Task details: Print exactly the lines from the one containing "Verify that every instance of the window pane" through the last line of the listing, both included.

Input:
= = = = = = =

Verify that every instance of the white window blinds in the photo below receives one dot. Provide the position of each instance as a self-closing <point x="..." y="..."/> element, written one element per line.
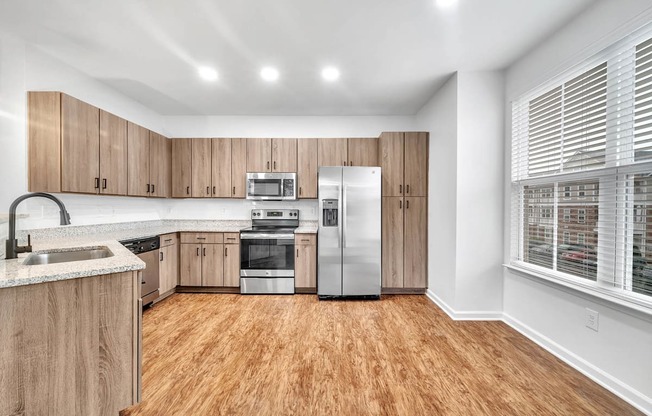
<point x="582" y="173"/>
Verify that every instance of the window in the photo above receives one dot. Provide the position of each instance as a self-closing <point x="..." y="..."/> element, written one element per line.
<point x="582" y="149"/>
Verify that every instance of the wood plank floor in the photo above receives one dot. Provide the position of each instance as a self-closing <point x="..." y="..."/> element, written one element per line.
<point x="208" y="354"/>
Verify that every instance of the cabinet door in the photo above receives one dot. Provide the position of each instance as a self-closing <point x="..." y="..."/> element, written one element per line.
<point x="190" y="265"/>
<point x="259" y="154"/>
<point x="392" y="239"/>
<point x="113" y="154"/>
<point x="416" y="242"/>
<point x="160" y="159"/>
<point x="137" y="160"/>
<point x="305" y="266"/>
<point x="212" y="265"/>
<point x="201" y="168"/>
<point x="307" y="167"/>
<point x="168" y="268"/>
<point x="363" y="152"/>
<point x="238" y="167"/>
<point x="181" y="168"/>
<point x="44" y="125"/>
<point x="232" y="265"/>
<point x="333" y="152"/>
<point x="80" y="146"/>
<point x="416" y="164"/>
<point x="221" y="168"/>
<point x="390" y="155"/>
<point x="284" y="155"/>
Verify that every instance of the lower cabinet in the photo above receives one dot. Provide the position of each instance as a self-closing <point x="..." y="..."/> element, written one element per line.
<point x="169" y="264"/>
<point x="207" y="262"/>
<point x="305" y="263"/>
<point x="404" y="242"/>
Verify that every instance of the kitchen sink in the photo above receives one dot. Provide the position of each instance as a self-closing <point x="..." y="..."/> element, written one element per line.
<point x="68" y="256"/>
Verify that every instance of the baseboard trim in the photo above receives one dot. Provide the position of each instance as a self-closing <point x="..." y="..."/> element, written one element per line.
<point x="463" y="315"/>
<point x="617" y="387"/>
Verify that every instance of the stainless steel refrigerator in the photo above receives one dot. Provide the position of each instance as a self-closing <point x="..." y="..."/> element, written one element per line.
<point x="349" y="239"/>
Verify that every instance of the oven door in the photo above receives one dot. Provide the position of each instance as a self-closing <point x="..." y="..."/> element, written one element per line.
<point x="266" y="255"/>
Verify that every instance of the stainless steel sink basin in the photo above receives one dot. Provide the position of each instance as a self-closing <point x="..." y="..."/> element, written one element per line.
<point x="68" y="256"/>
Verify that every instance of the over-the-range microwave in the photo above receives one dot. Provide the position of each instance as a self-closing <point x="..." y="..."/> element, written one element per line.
<point x="271" y="186"/>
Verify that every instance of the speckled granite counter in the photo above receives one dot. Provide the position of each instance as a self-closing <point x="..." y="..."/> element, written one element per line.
<point x="14" y="273"/>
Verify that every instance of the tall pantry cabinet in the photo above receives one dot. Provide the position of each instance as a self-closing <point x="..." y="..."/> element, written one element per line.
<point x="404" y="160"/>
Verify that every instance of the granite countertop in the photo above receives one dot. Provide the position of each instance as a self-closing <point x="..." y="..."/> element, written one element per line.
<point x="15" y="273"/>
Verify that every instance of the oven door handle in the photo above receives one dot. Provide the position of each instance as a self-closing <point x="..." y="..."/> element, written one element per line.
<point x="266" y="236"/>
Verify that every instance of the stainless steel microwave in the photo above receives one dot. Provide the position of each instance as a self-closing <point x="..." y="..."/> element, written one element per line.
<point x="271" y="186"/>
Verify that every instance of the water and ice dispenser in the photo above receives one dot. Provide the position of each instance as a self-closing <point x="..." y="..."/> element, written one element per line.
<point x="330" y="213"/>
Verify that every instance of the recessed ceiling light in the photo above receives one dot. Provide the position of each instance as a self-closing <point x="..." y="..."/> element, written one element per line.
<point x="269" y="74"/>
<point x="445" y="3"/>
<point x="207" y="73"/>
<point x="330" y="73"/>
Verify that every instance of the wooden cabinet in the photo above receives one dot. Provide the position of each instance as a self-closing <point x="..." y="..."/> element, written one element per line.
<point x="238" y="167"/>
<point x="307" y="168"/>
<point x="221" y="168"/>
<point x="305" y="263"/>
<point x="333" y="152"/>
<point x="201" y="168"/>
<point x="205" y="260"/>
<point x="404" y="242"/>
<point x="113" y="154"/>
<point x="181" y="168"/>
<point x="169" y="264"/>
<point x="271" y="155"/>
<point x="149" y="159"/>
<point x="138" y="160"/>
<point x="404" y="159"/>
<point x="363" y="152"/>
<point x="80" y="146"/>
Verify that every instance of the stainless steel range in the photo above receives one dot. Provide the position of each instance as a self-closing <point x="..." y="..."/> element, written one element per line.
<point x="267" y="252"/>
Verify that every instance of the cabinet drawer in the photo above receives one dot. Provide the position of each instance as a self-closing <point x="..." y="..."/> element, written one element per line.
<point x="305" y="239"/>
<point x="202" y="238"/>
<point x="169" y="239"/>
<point x="231" y="238"/>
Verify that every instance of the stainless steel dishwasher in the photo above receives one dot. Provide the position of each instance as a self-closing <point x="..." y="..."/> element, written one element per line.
<point x="146" y="249"/>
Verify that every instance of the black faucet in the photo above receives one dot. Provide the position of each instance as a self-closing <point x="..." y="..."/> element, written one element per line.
<point x="12" y="244"/>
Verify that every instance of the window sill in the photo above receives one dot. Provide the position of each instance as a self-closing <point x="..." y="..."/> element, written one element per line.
<point x="625" y="301"/>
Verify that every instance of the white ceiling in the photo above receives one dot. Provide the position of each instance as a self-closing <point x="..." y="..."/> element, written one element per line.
<point x="392" y="54"/>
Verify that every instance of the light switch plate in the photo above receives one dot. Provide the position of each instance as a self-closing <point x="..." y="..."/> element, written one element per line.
<point x="592" y="319"/>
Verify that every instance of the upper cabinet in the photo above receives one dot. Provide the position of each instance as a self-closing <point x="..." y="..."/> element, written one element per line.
<point x="404" y="159"/>
<point x="149" y="159"/>
<point x="307" y="161"/>
<point x="208" y="168"/>
<point x="271" y="155"/>
<point x="75" y="147"/>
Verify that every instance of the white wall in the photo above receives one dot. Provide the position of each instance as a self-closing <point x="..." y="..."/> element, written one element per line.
<point x="439" y="117"/>
<point x="618" y="355"/>
<point x="465" y="121"/>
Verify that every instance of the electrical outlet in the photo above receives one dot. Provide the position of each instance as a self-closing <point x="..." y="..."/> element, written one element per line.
<point x="592" y="319"/>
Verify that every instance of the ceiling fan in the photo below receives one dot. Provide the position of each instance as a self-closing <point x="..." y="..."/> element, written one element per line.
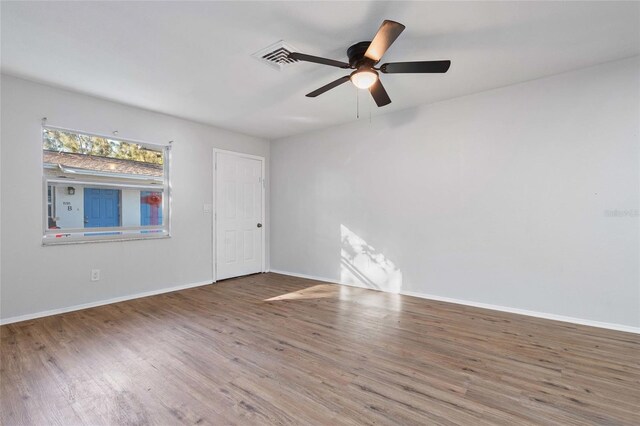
<point x="363" y="58"/>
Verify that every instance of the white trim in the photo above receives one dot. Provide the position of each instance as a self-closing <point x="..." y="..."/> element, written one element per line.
<point x="214" y="210"/>
<point x="100" y="303"/>
<point x="544" y="315"/>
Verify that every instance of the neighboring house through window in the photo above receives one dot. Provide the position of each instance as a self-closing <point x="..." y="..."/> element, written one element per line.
<point x="100" y="188"/>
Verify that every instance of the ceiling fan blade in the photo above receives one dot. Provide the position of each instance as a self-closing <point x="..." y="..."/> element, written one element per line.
<point x="386" y="35"/>
<point x="379" y="94"/>
<point x="416" y="67"/>
<point x="329" y="86"/>
<point x="318" y="60"/>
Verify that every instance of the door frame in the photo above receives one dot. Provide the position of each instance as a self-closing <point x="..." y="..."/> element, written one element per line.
<point x="214" y="210"/>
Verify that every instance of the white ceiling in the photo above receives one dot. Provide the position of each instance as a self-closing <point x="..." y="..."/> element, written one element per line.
<point x="193" y="59"/>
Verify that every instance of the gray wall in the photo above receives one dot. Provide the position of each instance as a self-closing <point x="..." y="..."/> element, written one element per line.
<point x="36" y="278"/>
<point x="506" y="197"/>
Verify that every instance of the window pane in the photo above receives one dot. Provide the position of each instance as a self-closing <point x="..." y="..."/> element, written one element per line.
<point x="98" y="183"/>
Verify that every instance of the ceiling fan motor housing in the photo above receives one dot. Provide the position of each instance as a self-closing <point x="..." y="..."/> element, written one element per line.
<point x="356" y="55"/>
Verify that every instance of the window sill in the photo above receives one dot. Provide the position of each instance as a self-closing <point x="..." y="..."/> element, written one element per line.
<point x="52" y="241"/>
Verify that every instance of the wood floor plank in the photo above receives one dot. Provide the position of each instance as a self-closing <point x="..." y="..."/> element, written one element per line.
<point x="273" y="349"/>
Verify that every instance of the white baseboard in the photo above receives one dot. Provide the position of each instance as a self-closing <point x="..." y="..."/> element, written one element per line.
<point x="572" y="320"/>
<point x="50" y="312"/>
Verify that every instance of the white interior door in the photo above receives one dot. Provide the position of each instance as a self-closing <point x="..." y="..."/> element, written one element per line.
<point x="239" y="222"/>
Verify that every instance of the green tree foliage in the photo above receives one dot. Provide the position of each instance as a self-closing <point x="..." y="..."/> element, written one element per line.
<point x="56" y="140"/>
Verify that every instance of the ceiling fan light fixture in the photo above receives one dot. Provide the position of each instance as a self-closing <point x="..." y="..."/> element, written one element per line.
<point x="364" y="79"/>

= = = = = = =

Reply to the exercise:
Verify that every instance of the window pane in the photo above receives one dot. Provide the position of each instance as a self-closing <point x="..." y="..."/> element, written one element per line.
<point x="98" y="183"/>
Verify that every instance of the ceiling fan motor housing in the photo above receives one dot. Provide the position of each instance as a self-closing <point x="..." y="..."/> element, written one element per line.
<point x="356" y="55"/>
Verify that every instance of the window sill in the photo above receives one dot. Provide the position of each instance as a self-closing <point x="..." y="..."/> element, written one element per line.
<point x="52" y="241"/>
Verify that every instance of the wood floor plank in the photo above receives one dot. Provide the position of each instance as a self-closing <point x="..." y="..."/> element, written one element per line.
<point x="273" y="349"/>
Verify that every instance of the white baseboard in the photo above receives one dot. Provide the position of each instance as a self-closing <point x="..." y="..."/> element, written one element per line.
<point x="572" y="320"/>
<point x="50" y="312"/>
Verify that every instance of the white interior door in the photo above receives one dot. Provide the position of each instance as a self-closing <point x="..." y="..."/> element, written one element per line.
<point x="239" y="222"/>
Verify that every instance of the green tree foliage in the photo above receives one dot. Provide the position of each instance as a self-closing <point x="..." y="..."/> element, written one element per line.
<point x="56" y="140"/>
Verify that every instance of the ceiling fan light fixture in the photo above receives one dot. Provide the position of each instance as a self-closing <point x="..." y="..."/> element, written one element per line.
<point x="364" y="79"/>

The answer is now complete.